## Given instruction
Write out all of the entries exactly as given.

## Dataset rows
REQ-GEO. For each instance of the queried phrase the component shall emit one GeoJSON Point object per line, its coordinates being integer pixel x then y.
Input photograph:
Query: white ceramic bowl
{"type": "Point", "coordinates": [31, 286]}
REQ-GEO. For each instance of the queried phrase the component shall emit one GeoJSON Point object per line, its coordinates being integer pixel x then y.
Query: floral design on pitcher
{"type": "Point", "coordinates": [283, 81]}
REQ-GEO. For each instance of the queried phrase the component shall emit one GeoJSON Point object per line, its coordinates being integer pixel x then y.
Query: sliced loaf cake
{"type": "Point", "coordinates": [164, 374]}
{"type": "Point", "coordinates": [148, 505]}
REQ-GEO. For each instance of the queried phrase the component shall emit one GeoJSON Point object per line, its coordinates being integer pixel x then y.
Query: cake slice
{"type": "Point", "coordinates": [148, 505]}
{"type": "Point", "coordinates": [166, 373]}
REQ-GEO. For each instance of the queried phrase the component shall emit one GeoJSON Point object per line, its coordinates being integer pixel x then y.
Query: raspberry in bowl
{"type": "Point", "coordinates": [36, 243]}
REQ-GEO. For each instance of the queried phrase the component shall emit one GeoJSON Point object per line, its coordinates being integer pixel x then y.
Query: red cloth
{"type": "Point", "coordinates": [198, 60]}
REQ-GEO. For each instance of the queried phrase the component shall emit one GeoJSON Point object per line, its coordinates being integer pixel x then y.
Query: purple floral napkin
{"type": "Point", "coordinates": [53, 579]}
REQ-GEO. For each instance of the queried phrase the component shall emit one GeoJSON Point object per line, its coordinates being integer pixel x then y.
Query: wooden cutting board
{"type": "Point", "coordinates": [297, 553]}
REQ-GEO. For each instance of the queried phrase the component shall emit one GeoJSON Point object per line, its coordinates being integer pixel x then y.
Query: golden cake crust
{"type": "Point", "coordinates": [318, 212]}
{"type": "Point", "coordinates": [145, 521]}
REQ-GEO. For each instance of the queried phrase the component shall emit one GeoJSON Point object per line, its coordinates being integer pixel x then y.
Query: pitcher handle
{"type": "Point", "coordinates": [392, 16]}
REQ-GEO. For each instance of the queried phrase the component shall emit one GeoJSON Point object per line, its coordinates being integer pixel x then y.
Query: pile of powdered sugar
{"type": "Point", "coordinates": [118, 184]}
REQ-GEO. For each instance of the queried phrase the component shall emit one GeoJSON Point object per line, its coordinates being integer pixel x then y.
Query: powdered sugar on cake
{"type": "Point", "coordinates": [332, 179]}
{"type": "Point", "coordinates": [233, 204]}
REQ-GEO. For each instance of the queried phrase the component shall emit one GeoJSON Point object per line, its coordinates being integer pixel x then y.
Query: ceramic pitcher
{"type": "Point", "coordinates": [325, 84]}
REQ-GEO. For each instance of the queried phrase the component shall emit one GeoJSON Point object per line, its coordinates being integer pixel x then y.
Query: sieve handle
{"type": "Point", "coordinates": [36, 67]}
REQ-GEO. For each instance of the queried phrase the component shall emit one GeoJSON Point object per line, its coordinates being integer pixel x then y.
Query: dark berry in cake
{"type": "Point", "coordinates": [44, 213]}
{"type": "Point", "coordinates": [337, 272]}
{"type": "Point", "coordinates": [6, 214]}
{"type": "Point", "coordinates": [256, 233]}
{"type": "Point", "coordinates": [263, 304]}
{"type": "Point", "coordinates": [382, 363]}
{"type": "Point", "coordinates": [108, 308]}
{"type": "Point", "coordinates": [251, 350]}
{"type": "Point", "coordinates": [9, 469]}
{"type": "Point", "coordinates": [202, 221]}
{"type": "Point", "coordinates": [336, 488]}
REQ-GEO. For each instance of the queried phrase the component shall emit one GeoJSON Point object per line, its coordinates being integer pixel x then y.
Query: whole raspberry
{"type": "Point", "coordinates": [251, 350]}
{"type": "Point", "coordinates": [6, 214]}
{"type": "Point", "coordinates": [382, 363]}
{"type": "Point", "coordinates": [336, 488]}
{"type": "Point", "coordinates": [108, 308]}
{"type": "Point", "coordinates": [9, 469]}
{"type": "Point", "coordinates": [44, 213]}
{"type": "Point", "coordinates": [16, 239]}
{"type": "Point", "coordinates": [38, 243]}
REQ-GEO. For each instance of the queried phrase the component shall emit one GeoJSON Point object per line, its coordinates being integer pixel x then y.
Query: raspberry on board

## Completed task
REQ-GEO. For each instance of the queried phrase the component shall emit one GeoJSON Point object per line, its coordinates being integer pixel x then y.
Input photograph:
Query: white ceramic bowl
{"type": "Point", "coordinates": [31, 286]}
REQ-GEO. For each instance of the queried phrase the component shall emit one GeoJSON Point object per line, its coordinates being integer pixel x then y.
Query: floral design on pitcher
{"type": "Point", "coordinates": [283, 81]}
REQ-GEO. For each instance of the queried phrase the component shall emit one GeoJSON Point object per line, its coordinates being integer pixel x then y.
Query: sliced loaf cake
{"type": "Point", "coordinates": [164, 374]}
{"type": "Point", "coordinates": [148, 505]}
REQ-GEO. For each instance of the queried phrase the component shall emit one GeoJSON Point object per line, its coordinates being integer pixel x then y.
Query: cake slice
{"type": "Point", "coordinates": [148, 505]}
{"type": "Point", "coordinates": [166, 373]}
REQ-GEO. For each instance of the queried phrase the component shall emit one GeoJSON Point object per line, its coordinates being integer pixel x then y.
Query: raspberry in bowl
{"type": "Point", "coordinates": [36, 243]}
REQ-GEO. For each instance of the queried phrase the component shall emit one GeoJSON Point object per line, its coordinates being integer pixel x then y.
Query: red cloth
{"type": "Point", "coordinates": [198, 60]}
REQ-GEO. For each instance of the queried phrase the component shall emit one GeoJSON Point object per line, its coordinates being integer pixel x then y.
Query: purple floral napkin
{"type": "Point", "coordinates": [53, 579]}
REQ-GEO. For each instance of the queried phrase the component shall emit one GeoJSON Point object per line, its coordinates being integer pixel x then y.
Query: wooden cutting board
{"type": "Point", "coordinates": [297, 553]}
REQ-GEO. For each instance of the queried phrase the component shall emit one GeoJSON Point object per line, its coordinates being integer pixel x then y.
Query: golden cake crust
{"type": "Point", "coordinates": [318, 212]}
{"type": "Point", "coordinates": [145, 521]}
REQ-GEO. For each instance of the queried phrase the component shall emit one GeoJSON Point object per line, its coordinates being integer pixel x then y.
Query: pitcher handle
{"type": "Point", "coordinates": [392, 16]}
REQ-GEO. For each instance of the queried phrase the component shall emit one GeoJSON Point object per line, its coordinates being integer pixel x then y.
Query: pile of powdered sugar
{"type": "Point", "coordinates": [118, 184]}
REQ-GEO. For each instance of the queried phrase the component shall emit one GeoJSON Point object per line, its coordinates being integer pixel x then y.
Query: powdered sugar on cake
{"type": "Point", "coordinates": [332, 179]}
{"type": "Point", "coordinates": [233, 204]}
REQ-GEO. For each instance of the queried phrase the component shall emit one GeoJSON Point object per line, its coordinates being integer pixel x then y.
Query: ceramic pitcher
{"type": "Point", "coordinates": [325, 84]}
REQ-GEO. For each instance of the queried phrase the component shall emit one GeoJSON Point object per line, its coordinates being integer pixel x then y.
Query: sieve handle
{"type": "Point", "coordinates": [36, 67]}
REQ-GEO. For each instance of the queried phrase the component shall emit one GeoJSON Point object per line, its coordinates being integer pixel x then y.
Query: dark berry in cake
{"type": "Point", "coordinates": [44, 213]}
{"type": "Point", "coordinates": [337, 272]}
{"type": "Point", "coordinates": [6, 214]}
{"type": "Point", "coordinates": [256, 233]}
{"type": "Point", "coordinates": [263, 304]}
{"type": "Point", "coordinates": [382, 363]}
{"type": "Point", "coordinates": [108, 308]}
{"type": "Point", "coordinates": [251, 350]}
{"type": "Point", "coordinates": [9, 469]}
{"type": "Point", "coordinates": [202, 221]}
{"type": "Point", "coordinates": [336, 488]}
REQ-GEO. For each instance of the queried phrase the component shall emit one GeoJSON Point object per line, its coordinates being integer pixel x then y.
Query: whole raspberry
{"type": "Point", "coordinates": [251, 350]}
{"type": "Point", "coordinates": [6, 214]}
{"type": "Point", "coordinates": [382, 363]}
{"type": "Point", "coordinates": [336, 488]}
{"type": "Point", "coordinates": [108, 308]}
{"type": "Point", "coordinates": [9, 469]}
{"type": "Point", "coordinates": [44, 213]}
{"type": "Point", "coordinates": [16, 239]}
{"type": "Point", "coordinates": [38, 243]}
REQ-GEO. For each instance of the queried phrase the component shall emit one GeoJSON Point object per line, its coordinates being integer pixel x then y.
Query: raspberry on board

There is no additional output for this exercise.